• _Given instruction_:
Repeat exactly each line of the data provided below.

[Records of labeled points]
┄┄┄┄┄┄

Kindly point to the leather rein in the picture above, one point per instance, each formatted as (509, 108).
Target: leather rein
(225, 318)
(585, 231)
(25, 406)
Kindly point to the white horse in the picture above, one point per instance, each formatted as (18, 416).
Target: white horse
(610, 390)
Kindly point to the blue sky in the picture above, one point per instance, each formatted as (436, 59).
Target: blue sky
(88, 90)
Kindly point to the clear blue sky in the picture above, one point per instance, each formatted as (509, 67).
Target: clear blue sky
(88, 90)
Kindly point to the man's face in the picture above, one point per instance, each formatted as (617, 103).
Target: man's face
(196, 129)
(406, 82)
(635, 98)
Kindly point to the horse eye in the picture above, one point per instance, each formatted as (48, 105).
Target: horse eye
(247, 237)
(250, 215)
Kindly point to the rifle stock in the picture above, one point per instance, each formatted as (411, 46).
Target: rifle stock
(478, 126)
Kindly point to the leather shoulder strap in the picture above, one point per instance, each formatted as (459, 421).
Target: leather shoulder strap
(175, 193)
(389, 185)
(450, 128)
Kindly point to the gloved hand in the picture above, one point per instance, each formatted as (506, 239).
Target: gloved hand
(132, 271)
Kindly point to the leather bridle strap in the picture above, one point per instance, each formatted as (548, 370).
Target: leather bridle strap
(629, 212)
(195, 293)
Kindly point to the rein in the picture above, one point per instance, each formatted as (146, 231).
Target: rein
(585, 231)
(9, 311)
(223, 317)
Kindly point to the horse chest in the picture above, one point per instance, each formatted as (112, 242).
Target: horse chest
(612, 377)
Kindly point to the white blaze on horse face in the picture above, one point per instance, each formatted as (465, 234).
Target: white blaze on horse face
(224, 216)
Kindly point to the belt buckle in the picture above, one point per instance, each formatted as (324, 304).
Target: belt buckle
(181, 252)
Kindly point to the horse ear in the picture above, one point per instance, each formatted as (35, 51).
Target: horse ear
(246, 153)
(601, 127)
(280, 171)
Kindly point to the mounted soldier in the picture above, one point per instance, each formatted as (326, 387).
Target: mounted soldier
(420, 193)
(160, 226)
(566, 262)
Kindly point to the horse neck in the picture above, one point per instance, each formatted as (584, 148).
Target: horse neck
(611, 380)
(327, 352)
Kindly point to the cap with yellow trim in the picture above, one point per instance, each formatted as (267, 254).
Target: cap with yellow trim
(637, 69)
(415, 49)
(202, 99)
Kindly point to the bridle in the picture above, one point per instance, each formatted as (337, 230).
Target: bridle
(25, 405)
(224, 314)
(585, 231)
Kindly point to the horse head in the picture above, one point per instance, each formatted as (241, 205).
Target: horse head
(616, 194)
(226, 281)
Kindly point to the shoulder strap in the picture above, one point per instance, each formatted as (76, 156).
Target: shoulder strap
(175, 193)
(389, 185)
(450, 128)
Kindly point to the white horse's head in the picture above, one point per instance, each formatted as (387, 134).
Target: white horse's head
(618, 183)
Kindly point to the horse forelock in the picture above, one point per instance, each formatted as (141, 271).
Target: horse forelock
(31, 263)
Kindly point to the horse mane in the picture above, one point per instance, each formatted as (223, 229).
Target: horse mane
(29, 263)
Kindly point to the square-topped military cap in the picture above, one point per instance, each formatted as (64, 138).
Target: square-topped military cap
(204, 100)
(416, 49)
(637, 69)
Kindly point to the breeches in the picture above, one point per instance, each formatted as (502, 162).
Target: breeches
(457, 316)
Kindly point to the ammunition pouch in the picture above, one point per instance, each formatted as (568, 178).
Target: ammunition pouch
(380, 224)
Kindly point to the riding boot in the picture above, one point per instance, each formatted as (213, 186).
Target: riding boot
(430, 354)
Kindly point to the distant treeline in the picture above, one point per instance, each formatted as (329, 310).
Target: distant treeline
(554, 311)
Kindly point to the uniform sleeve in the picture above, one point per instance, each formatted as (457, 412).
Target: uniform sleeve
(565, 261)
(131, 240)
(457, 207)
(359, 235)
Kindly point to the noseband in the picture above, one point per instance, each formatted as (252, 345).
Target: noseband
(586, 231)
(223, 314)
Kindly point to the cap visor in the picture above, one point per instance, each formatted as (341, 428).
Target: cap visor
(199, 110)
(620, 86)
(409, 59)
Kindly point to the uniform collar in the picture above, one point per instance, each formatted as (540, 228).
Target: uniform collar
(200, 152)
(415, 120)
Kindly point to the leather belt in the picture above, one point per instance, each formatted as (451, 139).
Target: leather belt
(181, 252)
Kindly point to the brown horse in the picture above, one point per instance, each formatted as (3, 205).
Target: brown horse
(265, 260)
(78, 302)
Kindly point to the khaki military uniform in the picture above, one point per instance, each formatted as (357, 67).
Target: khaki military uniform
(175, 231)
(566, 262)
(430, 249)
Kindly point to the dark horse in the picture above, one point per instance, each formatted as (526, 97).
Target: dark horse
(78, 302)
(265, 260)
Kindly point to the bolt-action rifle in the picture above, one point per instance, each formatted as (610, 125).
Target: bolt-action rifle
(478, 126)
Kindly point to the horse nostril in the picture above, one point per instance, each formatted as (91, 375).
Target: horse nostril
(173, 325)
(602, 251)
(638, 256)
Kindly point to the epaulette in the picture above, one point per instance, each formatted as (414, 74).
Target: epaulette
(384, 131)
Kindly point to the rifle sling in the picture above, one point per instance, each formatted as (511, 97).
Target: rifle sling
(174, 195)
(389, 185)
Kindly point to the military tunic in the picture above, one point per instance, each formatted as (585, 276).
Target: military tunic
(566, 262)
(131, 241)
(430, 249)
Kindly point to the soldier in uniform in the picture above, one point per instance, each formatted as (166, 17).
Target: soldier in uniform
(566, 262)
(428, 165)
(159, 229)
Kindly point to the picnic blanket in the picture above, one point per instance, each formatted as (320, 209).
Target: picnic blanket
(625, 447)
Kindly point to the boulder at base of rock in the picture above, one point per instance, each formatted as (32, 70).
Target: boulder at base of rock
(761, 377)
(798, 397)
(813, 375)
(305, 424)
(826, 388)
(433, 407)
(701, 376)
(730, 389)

┄┄┄┄┄┄

• _Solved exercise_:
Kindly point to the leather rein in the picture above, one point per instance, each formatted as (509, 108).
Target: leather rein
(225, 318)
(585, 231)
(25, 406)
Kindly point to the white horse in the picture above, one point per instance, each formatted as (18, 416).
Target: white horse
(610, 390)
Kindly point to the blue sky in the picture above, one point per instance, each formatted as (436, 59).
Target: blue sky
(88, 90)
Kindly point to the clear blue sky in the picture above, one point per instance, each formatted as (509, 67).
Target: clear blue sky
(88, 90)
Kindly point to the man's face in the picture above, one point per instance, each formatted as (617, 103).
Target: man's face
(196, 129)
(406, 82)
(635, 98)
Kindly point to the horse eye in the picture above, one point per instance, each formatted as (48, 105).
Target: horse eye
(247, 237)
(250, 215)
Kindly point to the rifle stock in the picture above, one point per instance, each formatted as (411, 46).
Target: rifle stock
(478, 126)
Kindly point to the leather shoulder strap in the picture above, one point per instance, each formatted as (459, 421).
Target: leather shoulder strap
(175, 193)
(389, 185)
(450, 128)
Kindly point to the gloved hand in the picture above, one point per instance, each formatted as (506, 239).
Target: gloved hand
(132, 271)
Kindly point to the leather bridle strap in the picture above, one point per instance, each formatted as (548, 370).
Target: leather bridle strap
(629, 212)
(195, 293)
Kindly point to the rein in the picture above, one point per instance, each formatted as (146, 231).
Target: rein
(585, 231)
(9, 311)
(223, 317)
Kindly point to the horse chest in the picture above, one point per instance, each formatted as (112, 242).
Target: horse chest
(612, 377)
Kindly point to the white blaze on horse face in the picture above, one point per instance, each formatted as (465, 234).
Target: white blaze on horse face
(224, 216)
Kindly point to the belt buckle in the picture above, one point per instance, each formatted as (324, 304).
Target: belt buckle
(181, 252)
Kindly point to the horse ear in the picture above, one point per instance, each formatted as (35, 51).
Target: horse ear
(246, 153)
(601, 127)
(280, 171)
Kindly point to the mounted soldier in the picture above, one point per instance, each formatted as (326, 387).
Target: mounted soldier
(420, 193)
(160, 226)
(566, 262)
Kindly point to the horse neck in the picture above, one point per instance, each formatted as (584, 148).
Target: horse neck
(611, 380)
(327, 352)
Kindly point to the cap with yellow trim in the picture above, one point per instance, each formatted as (267, 254).
Target: cap with yellow trim
(637, 69)
(415, 49)
(202, 99)
Kindly point to the bridle in the picture above, one point per instance, each formatted as (337, 230).
Target: bridle
(25, 405)
(224, 314)
(585, 231)
Kindly point to the horse head in the picture above, one point per instance, each formatted as (241, 205).
Target: horse head
(616, 194)
(226, 281)
Kindly point to the shoulder strap in the picture above, one point per instance, each formatted as (76, 156).
Target: shoulder strap
(175, 193)
(389, 185)
(450, 128)
Kindly point to the white horse's head in the picture above, one point per instance, each formatted as (387, 134).
Target: white horse's head
(618, 183)
Kindly point to the horse forelock in the picture above, one point per instance, each formatted as (141, 271).
Target: horse forelock
(31, 263)
Kindly point to the horse mane in the picture above, one point per instance, each formatted as (223, 229).
Target: horse mane
(29, 263)
Kindly point to the square-topped military cap in the picture above, one point per instance, each formatted as (64, 138).
Target: square-topped military cap
(204, 100)
(416, 49)
(637, 69)
Kindly point to the breeches in the picture above, one point per instance, each formatted as (502, 162).
Target: breeches
(457, 316)
Kindly point to the ammunition pouch in the picture above, one point per instance, each formatted as (568, 178).
Target: ammunition pouch
(380, 224)
Kindly point to the riding boot in the picture above, one point per instance, each formatted as (213, 186).
Target: riding boot
(430, 354)
Kindly point to the distant treeline in the picture above, one point per instance, each formatted as (329, 310).
Target: distant treeline
(554, 311)
Kindly point to the uniform sleeve in the picture above, one point per instance, each formatted as (457, 412).
Target: uniform sleeve
(565, 261)
(131, 240)
(457, 207)
(359, 235)
Kindly point to the noseband in the picture above, one point per instance, each formatted as (252, 345).
Target: noseband
(586, 231)
(223, 314)
Kindly point to the cap visor in the picture above, one point per instance, each formatted as (341, 428).
Target: cap visor
(199, 110)
(620, 86)
(409, 59)
Kindly point to the uniform collar in the picture above, one point per instance, each formatted as (540, 228).
Target: uniform collar
(200, 152)
(415, 120)
Kindly point to the leather belt in the picture above, one point per instance, each formatted as (451, 139).
Target: leather belt
(181, 252)
Kindly point to the brown horse in the picture above, one point per instance, each formatted as (3, 205).
Target: brown horse
(265, 260)
(78, 302)
Kindly point to the khaki military uniform in the picture above, one point per instance, each formatted as (357, 67).
Target: khaki military uniform
(175, 231)
(566, 262)
(430, 249)
Kindly point to the dark horse in the picture above, one point per instance, each formatted as (526, 97).
Target: dark horse
(78, 302)
(265, 260)
Kindly point to the bolt-action rifle in the picture above, one point per instance, each formatted as (610, 125).
Target: bolt-action rifle
(478, 126)
Kindly point to the horse nostril in the picture above, one point per instance, each formatted as (91, 375).
Target: horse nostril
(173, 325)
(602, 251)
(638, 256)
Kindly point to the epaulette in the picture above, one point per instance, each formatted as (414, 74).
Target: epaulette
(384, 131)
Kindly point to the rifle sling in the picture above, one point per instance, each formatted as (511, 97).
Target: rifle sling
(174, 195)
(389, 185)
Kindly point to the military tunic in the picture above, one point per instance, each formatted as (585, 276).
Target: military tunic
(566, 262)
(131, 241)
(430, 249)
Kindly point to the soldier in uniform in the picture above, one point per instance, each formatted as (166, 17).
Target: soldier in uniform
(566, 262)
(428, 165)
(159, 229)
Kindly point to the picnic blanket in the picture above, one point per instance, each formatted as (320, 209).
Target: picnic blanket
(625, 447)
Kindly point to the boulder at base of rock in the picture above, one point per instance, each formatted as (32, 70).
Target: boulder at base of rock
(761, 377)
(798, 397)
(813, 375)
(305, 424)
(826, 388)
(433, 407)
(701, 376)
(730, 389)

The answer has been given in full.